(Provided data)

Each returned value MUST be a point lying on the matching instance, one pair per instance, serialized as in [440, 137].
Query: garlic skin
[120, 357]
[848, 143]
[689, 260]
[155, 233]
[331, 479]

(Exercise task) Please quote the items above word for word, with each line unchanged.

(Complete output)
Each returned value MUST be a point lying on the matching instance, one pair per instance, serialized as in [440, 137].
Query: garlic skin
[120, 357]
[848, 143]
[689, 260]
[155, 233]
[331, 479]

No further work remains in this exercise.